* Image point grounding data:
************

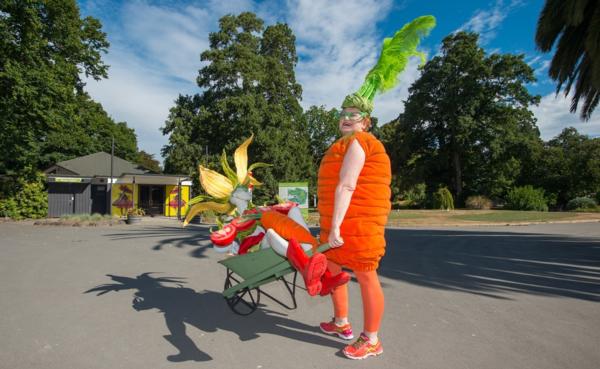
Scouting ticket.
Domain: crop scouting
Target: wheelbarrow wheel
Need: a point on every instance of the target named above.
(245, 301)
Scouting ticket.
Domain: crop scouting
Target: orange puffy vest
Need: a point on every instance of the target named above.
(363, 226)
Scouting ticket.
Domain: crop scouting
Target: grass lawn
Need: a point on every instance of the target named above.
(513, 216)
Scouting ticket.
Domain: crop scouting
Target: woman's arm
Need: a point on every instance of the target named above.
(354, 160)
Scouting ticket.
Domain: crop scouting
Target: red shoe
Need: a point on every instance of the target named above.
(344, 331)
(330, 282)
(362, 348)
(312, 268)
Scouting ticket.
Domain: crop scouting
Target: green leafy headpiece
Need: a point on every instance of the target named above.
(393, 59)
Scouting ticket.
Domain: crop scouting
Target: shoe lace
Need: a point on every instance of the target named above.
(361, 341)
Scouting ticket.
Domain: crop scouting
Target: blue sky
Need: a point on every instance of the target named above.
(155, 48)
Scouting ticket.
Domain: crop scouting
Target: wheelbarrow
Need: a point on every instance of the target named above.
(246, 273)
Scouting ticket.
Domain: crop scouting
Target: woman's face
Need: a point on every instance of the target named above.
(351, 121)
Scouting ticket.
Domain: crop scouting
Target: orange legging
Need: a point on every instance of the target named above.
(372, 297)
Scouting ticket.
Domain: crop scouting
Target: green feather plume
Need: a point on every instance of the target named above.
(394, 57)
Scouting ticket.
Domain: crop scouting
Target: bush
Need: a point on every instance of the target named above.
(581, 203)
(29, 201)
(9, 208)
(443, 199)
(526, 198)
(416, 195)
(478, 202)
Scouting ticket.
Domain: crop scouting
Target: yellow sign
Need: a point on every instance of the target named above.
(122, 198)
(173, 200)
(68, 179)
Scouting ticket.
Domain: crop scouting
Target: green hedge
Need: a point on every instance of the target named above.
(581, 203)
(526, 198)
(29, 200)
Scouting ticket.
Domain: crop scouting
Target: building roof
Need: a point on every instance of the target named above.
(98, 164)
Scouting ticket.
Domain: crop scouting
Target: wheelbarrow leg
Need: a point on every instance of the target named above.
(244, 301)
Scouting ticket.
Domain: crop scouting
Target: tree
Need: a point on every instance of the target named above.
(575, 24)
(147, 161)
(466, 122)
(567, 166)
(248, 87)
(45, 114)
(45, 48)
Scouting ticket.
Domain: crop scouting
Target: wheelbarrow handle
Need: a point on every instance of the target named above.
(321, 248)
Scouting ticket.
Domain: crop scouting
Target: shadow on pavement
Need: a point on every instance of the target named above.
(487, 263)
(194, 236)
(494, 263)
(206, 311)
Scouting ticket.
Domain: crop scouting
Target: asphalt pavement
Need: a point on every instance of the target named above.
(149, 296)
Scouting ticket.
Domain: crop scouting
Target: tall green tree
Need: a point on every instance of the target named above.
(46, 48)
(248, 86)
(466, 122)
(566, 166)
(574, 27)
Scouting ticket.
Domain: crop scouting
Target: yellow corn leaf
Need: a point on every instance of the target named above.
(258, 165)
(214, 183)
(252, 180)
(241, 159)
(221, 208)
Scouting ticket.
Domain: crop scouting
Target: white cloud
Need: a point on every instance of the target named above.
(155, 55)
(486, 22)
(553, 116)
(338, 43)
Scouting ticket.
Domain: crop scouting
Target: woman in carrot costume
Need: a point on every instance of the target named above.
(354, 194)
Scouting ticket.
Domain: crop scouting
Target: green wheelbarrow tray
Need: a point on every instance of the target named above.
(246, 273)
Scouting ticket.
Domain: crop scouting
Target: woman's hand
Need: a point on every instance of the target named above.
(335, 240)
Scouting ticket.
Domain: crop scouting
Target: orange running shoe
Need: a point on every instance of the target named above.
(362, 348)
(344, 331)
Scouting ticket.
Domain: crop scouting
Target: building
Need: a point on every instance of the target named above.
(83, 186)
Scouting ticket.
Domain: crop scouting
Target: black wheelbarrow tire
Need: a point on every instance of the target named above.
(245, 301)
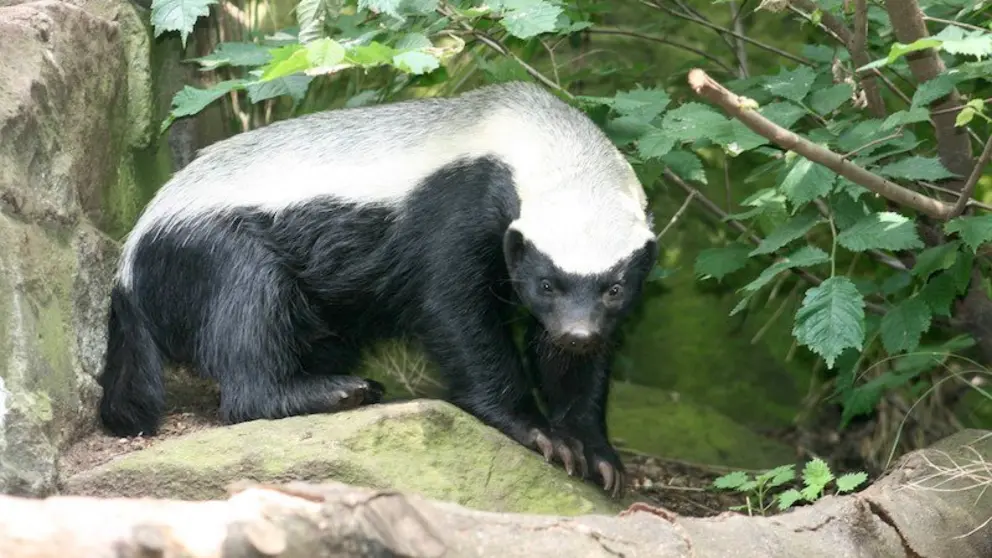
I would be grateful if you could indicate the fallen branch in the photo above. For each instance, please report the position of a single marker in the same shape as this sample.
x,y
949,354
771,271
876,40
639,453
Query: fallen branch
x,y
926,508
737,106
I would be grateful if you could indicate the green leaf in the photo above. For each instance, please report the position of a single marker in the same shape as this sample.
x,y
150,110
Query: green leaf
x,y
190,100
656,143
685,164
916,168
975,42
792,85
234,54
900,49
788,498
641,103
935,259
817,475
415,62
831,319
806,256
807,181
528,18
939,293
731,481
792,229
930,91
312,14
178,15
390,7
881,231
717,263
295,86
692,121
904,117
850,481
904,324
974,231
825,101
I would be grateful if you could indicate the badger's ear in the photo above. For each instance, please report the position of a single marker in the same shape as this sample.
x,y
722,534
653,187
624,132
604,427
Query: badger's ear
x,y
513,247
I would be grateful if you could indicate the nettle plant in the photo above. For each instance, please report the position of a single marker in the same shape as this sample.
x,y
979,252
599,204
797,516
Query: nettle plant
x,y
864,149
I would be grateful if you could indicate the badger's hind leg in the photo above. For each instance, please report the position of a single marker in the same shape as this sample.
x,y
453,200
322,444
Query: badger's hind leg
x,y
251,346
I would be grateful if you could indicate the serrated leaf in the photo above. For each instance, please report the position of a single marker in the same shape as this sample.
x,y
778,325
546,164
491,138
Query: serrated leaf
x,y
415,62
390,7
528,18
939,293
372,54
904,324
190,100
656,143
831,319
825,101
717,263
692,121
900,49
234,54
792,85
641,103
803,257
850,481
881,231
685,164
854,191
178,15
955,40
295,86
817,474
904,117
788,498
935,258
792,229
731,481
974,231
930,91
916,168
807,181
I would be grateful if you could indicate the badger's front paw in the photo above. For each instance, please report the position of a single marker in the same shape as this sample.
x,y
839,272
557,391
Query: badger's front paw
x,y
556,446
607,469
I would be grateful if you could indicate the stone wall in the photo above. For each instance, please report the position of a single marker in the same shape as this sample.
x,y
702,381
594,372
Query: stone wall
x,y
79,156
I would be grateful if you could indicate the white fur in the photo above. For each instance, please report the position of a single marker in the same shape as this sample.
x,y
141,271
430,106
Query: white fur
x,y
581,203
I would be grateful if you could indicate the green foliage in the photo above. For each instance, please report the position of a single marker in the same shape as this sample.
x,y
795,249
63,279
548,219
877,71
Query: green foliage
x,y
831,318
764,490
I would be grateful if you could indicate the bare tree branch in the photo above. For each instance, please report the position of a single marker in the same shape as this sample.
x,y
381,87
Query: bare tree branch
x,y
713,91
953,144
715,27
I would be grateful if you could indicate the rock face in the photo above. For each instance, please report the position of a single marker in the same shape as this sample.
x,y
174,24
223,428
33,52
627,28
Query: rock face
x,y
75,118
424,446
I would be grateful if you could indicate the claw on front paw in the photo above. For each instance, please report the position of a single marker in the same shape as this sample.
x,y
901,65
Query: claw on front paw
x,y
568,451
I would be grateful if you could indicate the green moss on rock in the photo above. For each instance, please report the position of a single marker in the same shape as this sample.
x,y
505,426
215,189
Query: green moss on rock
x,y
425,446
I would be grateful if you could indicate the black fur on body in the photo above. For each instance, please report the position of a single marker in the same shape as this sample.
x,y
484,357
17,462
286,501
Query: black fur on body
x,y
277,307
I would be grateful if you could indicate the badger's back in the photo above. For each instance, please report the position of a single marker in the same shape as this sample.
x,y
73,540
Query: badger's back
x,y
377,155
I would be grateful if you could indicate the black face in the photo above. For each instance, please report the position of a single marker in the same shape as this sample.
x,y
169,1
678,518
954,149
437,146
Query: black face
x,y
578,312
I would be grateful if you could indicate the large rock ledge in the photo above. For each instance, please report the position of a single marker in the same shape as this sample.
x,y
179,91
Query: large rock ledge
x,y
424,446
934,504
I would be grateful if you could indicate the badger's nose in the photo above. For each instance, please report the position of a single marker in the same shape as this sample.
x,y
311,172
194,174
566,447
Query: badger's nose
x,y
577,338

************

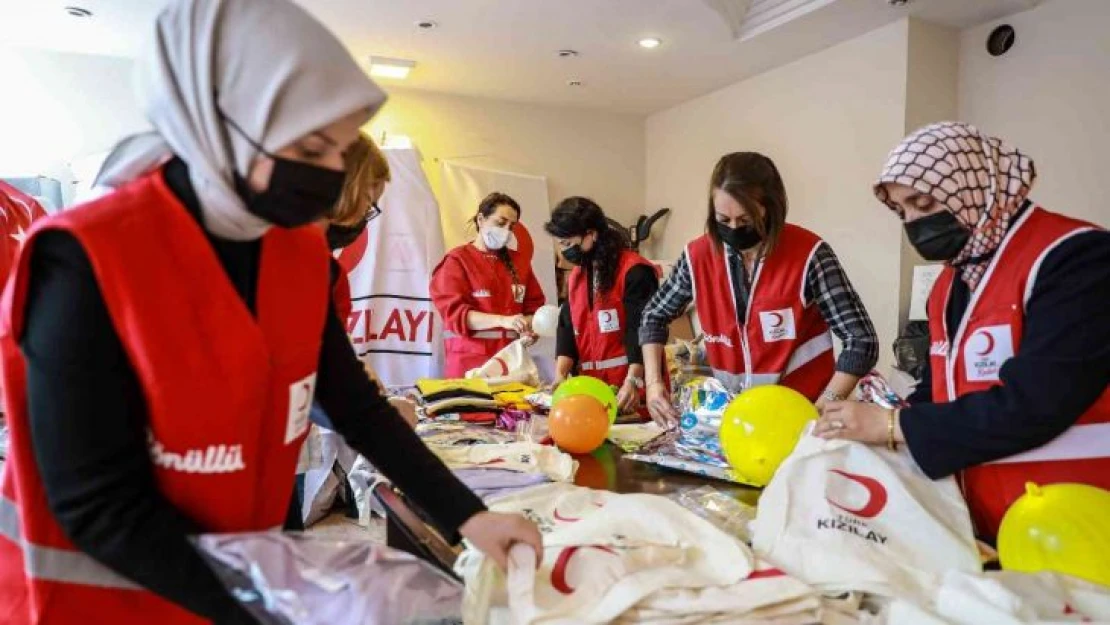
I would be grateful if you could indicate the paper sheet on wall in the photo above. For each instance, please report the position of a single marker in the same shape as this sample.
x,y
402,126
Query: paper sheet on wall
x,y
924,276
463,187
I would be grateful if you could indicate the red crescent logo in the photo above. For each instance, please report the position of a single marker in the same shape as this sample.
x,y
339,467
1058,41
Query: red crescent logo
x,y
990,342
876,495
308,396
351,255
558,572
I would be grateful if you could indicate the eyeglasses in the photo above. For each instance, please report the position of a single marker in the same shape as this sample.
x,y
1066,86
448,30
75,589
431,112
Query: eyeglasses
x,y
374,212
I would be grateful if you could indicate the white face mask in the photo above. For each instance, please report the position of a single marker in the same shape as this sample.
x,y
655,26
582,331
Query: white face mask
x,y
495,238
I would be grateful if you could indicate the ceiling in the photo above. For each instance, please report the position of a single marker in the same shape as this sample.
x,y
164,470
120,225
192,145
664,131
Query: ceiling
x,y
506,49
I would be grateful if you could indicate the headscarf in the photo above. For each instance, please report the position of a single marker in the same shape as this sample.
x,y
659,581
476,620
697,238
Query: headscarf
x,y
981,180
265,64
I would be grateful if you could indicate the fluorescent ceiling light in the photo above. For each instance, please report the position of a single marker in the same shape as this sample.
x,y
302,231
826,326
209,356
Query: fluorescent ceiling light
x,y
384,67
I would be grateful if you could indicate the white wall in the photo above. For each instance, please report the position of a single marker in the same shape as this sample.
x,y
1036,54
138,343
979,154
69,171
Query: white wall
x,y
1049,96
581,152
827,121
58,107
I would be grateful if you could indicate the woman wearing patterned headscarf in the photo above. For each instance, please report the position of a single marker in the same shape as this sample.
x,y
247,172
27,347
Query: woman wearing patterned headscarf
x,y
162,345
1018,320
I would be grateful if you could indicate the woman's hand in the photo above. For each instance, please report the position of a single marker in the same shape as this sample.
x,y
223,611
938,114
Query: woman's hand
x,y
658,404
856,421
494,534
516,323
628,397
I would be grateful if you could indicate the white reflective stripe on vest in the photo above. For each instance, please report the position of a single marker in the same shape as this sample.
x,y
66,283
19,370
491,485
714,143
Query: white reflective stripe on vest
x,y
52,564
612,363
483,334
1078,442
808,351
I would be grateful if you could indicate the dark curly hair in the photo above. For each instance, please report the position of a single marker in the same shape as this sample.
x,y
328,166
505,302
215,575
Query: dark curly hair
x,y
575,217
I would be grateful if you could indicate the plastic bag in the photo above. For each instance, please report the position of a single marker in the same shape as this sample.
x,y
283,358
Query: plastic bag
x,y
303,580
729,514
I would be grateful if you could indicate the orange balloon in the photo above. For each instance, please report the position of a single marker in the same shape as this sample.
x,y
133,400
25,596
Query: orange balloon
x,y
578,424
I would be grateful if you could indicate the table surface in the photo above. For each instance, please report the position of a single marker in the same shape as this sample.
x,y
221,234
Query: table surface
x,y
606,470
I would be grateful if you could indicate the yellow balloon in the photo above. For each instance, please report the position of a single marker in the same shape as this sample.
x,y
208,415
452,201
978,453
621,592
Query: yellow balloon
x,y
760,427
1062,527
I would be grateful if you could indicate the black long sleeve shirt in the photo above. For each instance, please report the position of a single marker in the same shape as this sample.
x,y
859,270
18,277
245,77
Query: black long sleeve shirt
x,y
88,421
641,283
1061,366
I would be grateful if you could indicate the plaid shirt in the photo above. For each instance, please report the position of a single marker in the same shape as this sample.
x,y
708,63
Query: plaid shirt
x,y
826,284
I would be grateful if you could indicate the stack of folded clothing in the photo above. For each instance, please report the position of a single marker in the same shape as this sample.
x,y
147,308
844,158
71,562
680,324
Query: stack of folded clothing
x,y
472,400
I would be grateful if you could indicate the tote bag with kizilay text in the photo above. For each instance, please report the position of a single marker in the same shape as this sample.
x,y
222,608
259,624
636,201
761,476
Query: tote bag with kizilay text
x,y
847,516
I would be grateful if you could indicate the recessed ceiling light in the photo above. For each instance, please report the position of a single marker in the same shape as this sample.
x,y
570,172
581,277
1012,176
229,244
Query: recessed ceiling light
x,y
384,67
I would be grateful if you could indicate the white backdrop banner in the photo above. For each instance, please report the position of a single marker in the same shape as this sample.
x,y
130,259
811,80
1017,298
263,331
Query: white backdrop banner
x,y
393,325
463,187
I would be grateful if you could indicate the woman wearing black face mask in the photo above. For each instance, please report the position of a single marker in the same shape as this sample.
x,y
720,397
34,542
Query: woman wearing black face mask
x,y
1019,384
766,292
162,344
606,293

************

* AIM OF THE TASK: Where a line in the records above includes the string "wheelbarrow", show it.

* EXERCISE ANSWER:
Target: wheelbarrow wheel
Target: wheelbarrow
Target: wheelbarrow leg
Target: wheelbarrow handle
Target: green wheelbarrow tray
Target: black wheelbarrow tire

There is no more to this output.